(Beginning of ENTRIES PROVIDED)
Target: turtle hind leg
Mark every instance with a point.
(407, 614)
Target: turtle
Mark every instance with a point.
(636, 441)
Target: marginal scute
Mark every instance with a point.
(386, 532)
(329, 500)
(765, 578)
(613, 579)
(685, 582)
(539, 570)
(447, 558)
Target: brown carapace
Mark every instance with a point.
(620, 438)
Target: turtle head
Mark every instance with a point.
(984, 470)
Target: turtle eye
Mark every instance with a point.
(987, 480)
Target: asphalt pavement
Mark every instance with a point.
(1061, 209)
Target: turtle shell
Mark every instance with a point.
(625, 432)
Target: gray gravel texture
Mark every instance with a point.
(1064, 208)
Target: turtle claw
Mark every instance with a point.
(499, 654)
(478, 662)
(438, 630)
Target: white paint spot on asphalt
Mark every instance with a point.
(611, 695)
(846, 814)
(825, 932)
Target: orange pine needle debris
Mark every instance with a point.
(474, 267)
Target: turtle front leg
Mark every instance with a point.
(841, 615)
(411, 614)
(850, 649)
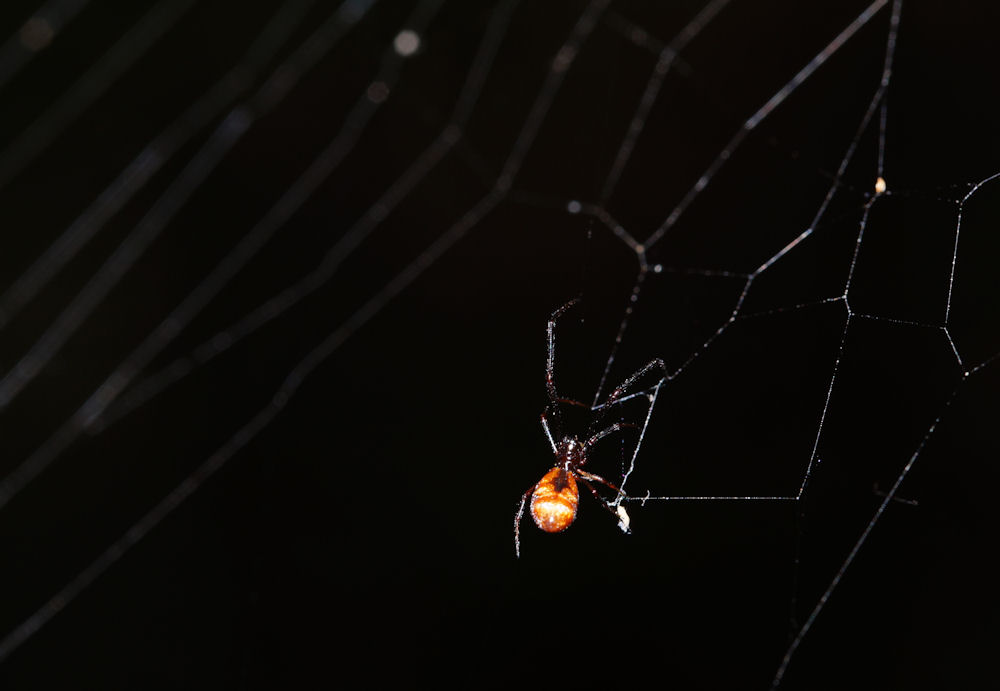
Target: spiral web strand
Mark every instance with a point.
(141, 376)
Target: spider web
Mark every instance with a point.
(275, 288)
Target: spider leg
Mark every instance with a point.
(548, 434)
(550, 362)
(585, 478)
(619, 392)
(610, 430)
(517, 522)
(597, 478)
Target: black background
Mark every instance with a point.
(363, 536)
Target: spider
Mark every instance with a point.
(555, 498)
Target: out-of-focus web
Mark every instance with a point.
(101, 409)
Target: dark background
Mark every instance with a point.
(363, 535)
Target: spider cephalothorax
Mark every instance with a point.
(555, 498)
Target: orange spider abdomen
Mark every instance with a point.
(554, 501)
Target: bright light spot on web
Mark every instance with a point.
(406, 43)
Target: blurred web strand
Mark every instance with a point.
(90, 86)
(35, 35)
(278, 304)
(234, 261)
(151, 159)
(724, 155)
(219, 143)
(498, 24)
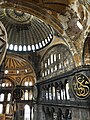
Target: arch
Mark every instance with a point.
(26, 112)
(61, 63)
(28, 79)
(47, 15)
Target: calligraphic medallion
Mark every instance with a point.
(80, 86)
(17, 93)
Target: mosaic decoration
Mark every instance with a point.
(81, 86)
(3, 42)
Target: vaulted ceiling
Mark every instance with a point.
(70, 18)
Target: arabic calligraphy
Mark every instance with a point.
(81, 86)
(17, 93)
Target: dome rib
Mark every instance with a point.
(24, 29)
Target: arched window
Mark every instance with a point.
(27, 112)
(1, 108)
(56, 60)
(2, 97)
(26, 95)
(7, 108)
(67, 91)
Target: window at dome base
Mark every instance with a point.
(54, 62)
(25, 32)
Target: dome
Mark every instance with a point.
(25, 32)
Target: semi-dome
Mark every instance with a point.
(25, 32)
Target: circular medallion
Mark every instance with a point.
(3, 42)
(81, 86)
(17, 93)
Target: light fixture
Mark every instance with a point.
(79, 25)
(End of ENTRIES PROVIDED)
TASK OBJECTIVE:
Please print the lines above exactly, beginning at the first line of the entries and ending at the line holding "Target: orange spider abdomen", and leave the pictures out.

FINISHED TASK:
Target: turtle hind leg
Mark every instance with a point.
(407, 614)
Target: turtle
Mark every instance with a point.
(636, 441)
Target: marginal scute
Mark every instance with a point.
(386, 532)
(329, 500)
(765, 578)
(613, 579)
(685, 582)
(539, 570)
(447, 558)
Target: brown carapace
Mark every instance with a point.
(620, 438)
Target: turtle head
Mark every instance with a point.
(984, 470)
Target: turtle eye
Mark every instance with a point.
(987, 480)
Target: asphalt pavement
Mark every instance with a point.
(1061, 209)
Target: turtle shell
Mark every instance with a point.
(625, 432)
Target: gray gravel texture
Mark every instance with a point.
(1064, 208)
Target: turtle claw
Mark every instance with a point.
(499, 654)
(478, 662)
(438, 630)
Target: white paint spot on asphalt
Mark every instance with a point.
(611, 695)
(846, 814)
(825, 932)
Target: orange pine needle debris
Mark every instance with a point.
(474, 267)
Target: turtle front leg
Mark every instance with a point.
(841, 615)
(411, 614)
(850, 649)
Target: spiral web strand
Mark every instance with a point.
(141, 376)
Target: spider web
Mark every instance with a point.
(275, 288)
Target: spider leg
Mark every instance with a point.
(548, 434)
(550, 362)
(585, 478)
(619, 392)
(610, 430)
(517, 522)
(597, 478)
Target: black background
Mark every instance with a point.
(363, 536)
Target: spider
Mark every instance with a point.
(555, 498)
Target: out-of-focus web
Mark every instance with a point.
(101, 409)
Target: dark background
Mark every instance with a point.
(363, 535)
Target: spider cephalothorax
Mark every instance with a point.
(555, 498)
Target: orange spider abdomen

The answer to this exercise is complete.